** Your task **
Please condense the paragraph beginning "To complete the hair raising experience day" in the wig and chemo text into a short bulleted list that keeps its main facts.

** Study text **
------------------------------

Knowing this was coming, I had booked some weeks ago and arranged to take my hairdresser buddy with me.  We share much else besides the same hairdresser but it did seem appropriate.  Although the pressure was on: ‘Make sure she chooses well!’ our hairdresser charged her.  I was guessing this meant that the Donald Trump toupée was out and the 118 scouser look was a definite no no.  The look I went for in the end, was as close to my norm as possible.  I reasoned that on the days I choose to wear it, I will want to feel like me rather than striking out in a new style.  I am going to have buckets of time for new styles once it all begins to grow again.

Before making a decision, I tried on several wigs in many different styles and varying colours.  But true to normal shopping form, the first one I tried on was the one I came away with.  I have an Attract Petite in Sugared Walnut and am besides myself about it.  I have never, but never, owned anything before with petite in its description.  This is indeed a moment to savour.  I am not sure what the petite bit refers to as my head is on the enormous side.  Hats are generally a struggle, even Christmas cracker hats split immediately.  So I just cannot wear them.  Shame.

How often I shall don my syrup remains to be seen.  After only a few minutes wear, and with a layer of hair for comfort, it was still hot and itchy.  But at least I now have it as an option.  And it is not bad.  Not bad at all:


To complete the hair raising experience day, on my return home I decided to book an appointment with HeadStrong, the Breast Cancer Care advisory service for hair loss through breast cancer treatment.  That will be happening the day before my first chemo.  I will have an hour of one to one tuition on scarf tying and hat wearing.  Excellent.  I like a hat.  It is a fair old trek from our home but the Captain is coming with me – possibly to brush up on his piratical bandana skills – and we will go out for a Last Day Before Chemo Lunch.  Sounds like a plan.

Pre-chemo chat

nurse discomfort

Today has loomed large on my calendar for some time.  For some time, that is, in the weird and wacky elasticky time conundrum that has clouded my head since cancer came to call.  In the normal world, I think I have only had this appointment for an unbelievable two and half weeks.  In my cancer infested world that two and half weeks is more like several months.  Time has become decidedly odd.  It is not my friend.  Anyway.  The appointment in question was my first date on the chemo unit.  I got to turn up, be shown around and have a ‘little chat’ with one of the nurses.  Note to self: do not use phrases like ‘little chat’ in connection with major life incidents.  Ever.

------------------------------

Image-grounded pointing data:
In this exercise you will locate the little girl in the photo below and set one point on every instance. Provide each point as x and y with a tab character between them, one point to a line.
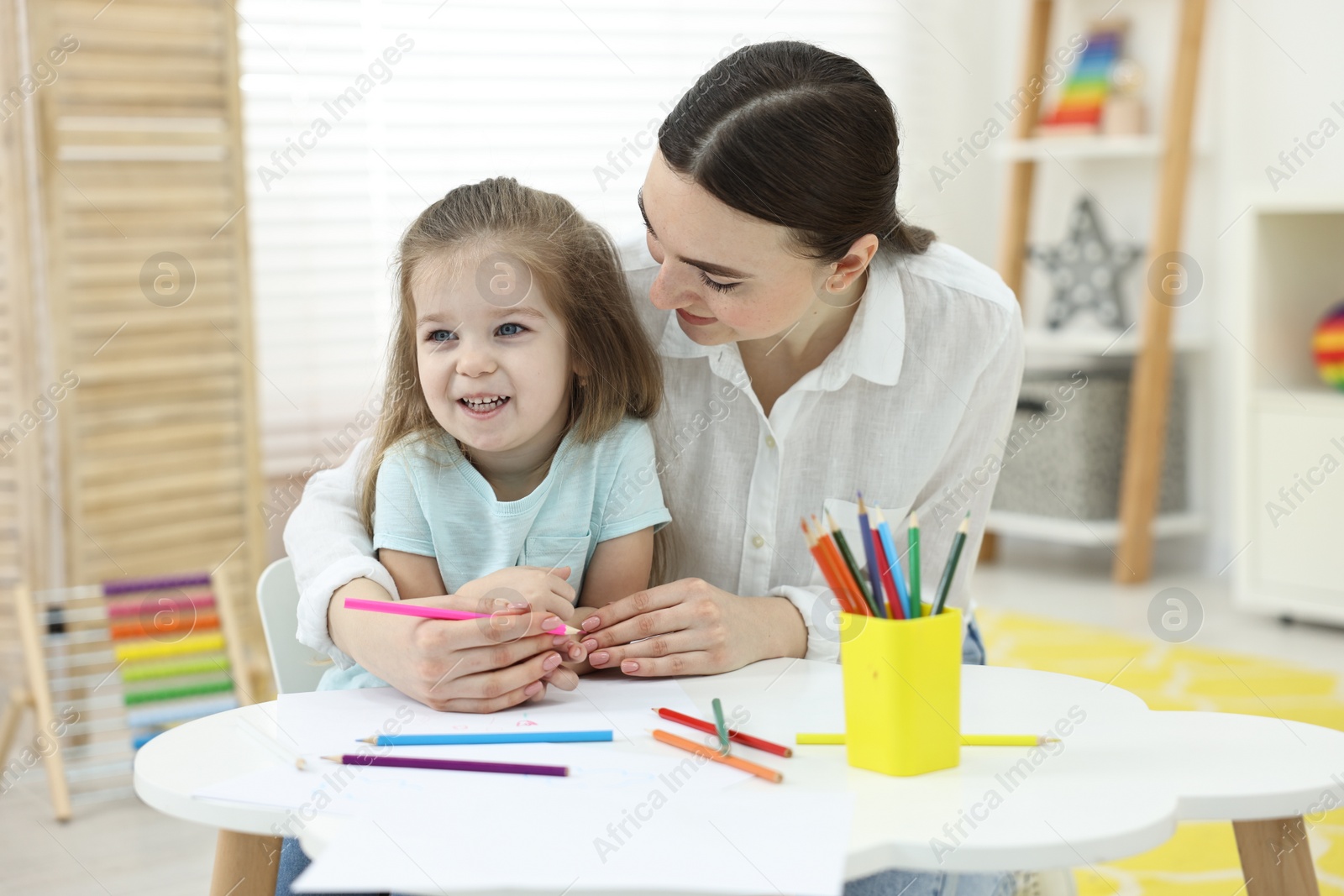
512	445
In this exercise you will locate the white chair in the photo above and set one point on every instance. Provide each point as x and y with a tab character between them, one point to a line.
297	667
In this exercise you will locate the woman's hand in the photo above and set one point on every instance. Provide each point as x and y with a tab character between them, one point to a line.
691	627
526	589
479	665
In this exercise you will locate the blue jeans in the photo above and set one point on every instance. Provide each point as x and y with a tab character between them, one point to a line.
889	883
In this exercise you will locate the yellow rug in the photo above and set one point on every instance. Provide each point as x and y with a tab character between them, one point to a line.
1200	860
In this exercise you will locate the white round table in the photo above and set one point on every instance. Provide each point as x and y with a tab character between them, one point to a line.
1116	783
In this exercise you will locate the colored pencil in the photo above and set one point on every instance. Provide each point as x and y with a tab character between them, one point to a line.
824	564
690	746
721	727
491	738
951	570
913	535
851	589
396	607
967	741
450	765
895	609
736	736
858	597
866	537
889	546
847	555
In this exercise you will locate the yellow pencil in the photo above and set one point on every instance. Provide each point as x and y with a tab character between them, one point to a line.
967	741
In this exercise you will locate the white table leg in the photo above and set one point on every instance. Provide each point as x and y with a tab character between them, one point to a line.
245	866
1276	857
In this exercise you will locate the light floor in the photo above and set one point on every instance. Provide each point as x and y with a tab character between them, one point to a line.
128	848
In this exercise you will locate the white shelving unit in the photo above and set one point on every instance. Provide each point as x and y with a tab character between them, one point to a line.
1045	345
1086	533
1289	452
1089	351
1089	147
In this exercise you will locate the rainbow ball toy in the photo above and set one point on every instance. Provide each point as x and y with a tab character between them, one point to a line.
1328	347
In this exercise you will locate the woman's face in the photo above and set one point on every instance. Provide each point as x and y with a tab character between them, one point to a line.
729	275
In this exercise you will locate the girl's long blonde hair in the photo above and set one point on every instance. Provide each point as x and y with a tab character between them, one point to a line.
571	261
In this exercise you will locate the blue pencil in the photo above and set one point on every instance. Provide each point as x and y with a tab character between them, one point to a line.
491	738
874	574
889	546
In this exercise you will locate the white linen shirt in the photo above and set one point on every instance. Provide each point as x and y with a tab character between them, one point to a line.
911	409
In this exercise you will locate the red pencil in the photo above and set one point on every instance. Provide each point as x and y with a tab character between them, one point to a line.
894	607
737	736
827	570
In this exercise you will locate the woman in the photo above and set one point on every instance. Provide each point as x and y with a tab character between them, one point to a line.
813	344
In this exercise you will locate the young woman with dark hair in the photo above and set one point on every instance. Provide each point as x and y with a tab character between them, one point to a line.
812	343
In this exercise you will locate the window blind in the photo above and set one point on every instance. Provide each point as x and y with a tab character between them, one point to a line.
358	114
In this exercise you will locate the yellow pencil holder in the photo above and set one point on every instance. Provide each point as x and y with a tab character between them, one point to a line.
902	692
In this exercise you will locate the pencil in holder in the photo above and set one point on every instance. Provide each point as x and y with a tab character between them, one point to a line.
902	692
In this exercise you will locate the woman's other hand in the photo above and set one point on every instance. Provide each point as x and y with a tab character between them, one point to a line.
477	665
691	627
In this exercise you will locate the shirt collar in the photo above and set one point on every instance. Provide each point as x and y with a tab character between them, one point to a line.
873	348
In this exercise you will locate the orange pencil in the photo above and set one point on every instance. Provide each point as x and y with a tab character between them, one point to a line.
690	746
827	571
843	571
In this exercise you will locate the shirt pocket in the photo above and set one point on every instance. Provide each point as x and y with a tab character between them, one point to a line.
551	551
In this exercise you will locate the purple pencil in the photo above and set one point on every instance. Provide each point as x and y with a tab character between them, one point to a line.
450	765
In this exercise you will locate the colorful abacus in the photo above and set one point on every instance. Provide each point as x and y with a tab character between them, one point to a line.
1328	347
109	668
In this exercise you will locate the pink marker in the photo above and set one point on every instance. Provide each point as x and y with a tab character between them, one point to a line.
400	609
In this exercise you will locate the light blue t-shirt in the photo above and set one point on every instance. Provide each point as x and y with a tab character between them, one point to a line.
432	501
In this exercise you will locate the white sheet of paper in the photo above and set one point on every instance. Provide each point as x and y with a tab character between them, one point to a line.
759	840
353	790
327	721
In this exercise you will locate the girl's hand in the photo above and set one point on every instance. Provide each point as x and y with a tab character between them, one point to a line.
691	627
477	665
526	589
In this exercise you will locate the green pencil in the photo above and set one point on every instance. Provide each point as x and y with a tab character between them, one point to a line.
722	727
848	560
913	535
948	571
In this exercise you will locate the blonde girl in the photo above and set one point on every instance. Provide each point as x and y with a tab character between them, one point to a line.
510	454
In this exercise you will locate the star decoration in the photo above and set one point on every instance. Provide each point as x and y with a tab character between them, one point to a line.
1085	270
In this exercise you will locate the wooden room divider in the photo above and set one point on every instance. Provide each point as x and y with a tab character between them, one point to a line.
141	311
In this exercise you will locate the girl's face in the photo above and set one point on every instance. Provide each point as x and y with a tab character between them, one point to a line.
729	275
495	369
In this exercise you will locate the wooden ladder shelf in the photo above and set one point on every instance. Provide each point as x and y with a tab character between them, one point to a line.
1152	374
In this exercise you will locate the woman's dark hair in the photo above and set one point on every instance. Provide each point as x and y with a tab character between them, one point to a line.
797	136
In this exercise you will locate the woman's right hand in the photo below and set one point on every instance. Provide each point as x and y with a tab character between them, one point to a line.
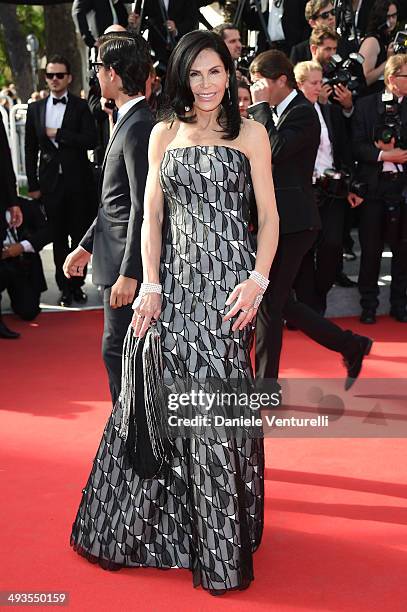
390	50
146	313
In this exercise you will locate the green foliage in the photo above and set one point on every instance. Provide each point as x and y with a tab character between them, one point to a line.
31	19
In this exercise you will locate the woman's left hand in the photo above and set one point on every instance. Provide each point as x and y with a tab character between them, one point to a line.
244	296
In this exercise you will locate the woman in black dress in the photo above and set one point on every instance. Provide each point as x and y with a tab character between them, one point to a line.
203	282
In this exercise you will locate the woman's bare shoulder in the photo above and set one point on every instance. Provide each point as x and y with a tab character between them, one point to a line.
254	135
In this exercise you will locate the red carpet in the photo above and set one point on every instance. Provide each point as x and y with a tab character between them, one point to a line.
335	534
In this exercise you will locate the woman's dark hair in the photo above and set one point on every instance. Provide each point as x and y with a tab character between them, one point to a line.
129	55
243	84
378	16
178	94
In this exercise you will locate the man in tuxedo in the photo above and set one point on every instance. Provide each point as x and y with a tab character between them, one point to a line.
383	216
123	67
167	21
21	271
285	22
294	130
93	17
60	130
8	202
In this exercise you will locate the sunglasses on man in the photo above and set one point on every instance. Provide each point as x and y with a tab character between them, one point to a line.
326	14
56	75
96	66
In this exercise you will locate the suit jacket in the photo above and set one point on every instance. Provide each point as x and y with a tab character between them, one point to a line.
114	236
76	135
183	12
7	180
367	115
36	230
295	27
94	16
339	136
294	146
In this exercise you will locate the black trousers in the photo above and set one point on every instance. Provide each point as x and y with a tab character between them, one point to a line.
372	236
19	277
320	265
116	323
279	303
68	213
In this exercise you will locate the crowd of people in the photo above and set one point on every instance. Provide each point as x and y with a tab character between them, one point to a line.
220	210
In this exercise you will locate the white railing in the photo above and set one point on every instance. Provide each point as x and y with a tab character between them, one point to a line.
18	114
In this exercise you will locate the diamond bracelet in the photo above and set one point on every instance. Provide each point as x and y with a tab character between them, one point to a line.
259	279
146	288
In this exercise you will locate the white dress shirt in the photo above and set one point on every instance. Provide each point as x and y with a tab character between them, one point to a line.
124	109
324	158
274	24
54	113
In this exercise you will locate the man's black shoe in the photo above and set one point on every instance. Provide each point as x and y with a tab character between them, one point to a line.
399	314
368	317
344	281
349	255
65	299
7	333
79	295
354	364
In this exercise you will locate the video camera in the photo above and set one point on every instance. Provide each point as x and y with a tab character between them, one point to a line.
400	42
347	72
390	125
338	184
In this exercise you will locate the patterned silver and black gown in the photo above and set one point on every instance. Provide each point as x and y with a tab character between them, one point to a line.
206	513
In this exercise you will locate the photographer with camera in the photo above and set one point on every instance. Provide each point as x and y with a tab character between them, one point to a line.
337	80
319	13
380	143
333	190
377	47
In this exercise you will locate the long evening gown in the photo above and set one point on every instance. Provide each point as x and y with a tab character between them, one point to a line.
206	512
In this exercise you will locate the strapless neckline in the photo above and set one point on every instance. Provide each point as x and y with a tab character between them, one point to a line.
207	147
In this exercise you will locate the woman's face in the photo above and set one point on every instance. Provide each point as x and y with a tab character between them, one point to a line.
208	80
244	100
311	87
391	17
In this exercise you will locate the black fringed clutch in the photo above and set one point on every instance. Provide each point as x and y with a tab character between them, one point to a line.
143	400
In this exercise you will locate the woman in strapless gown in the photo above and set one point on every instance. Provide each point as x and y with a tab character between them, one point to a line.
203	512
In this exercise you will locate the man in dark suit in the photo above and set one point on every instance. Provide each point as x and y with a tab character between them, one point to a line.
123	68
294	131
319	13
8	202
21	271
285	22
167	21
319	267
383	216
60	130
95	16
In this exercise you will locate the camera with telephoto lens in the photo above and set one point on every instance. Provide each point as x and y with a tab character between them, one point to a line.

------------------------------

** Task result **
- After getting home, I booked an appointment with HeadStrong, the Breast Cancer Care advisory service for hair loss through breast cancer treatment.
- The appointment is the day before my first chemo.
- It includes an hour of one-to-one tuition on scarf tying and hat wearing.
- It is a long trek from home, but the Captain is coming with me.
- We will go out for a Last Day Before Chemo Lunch.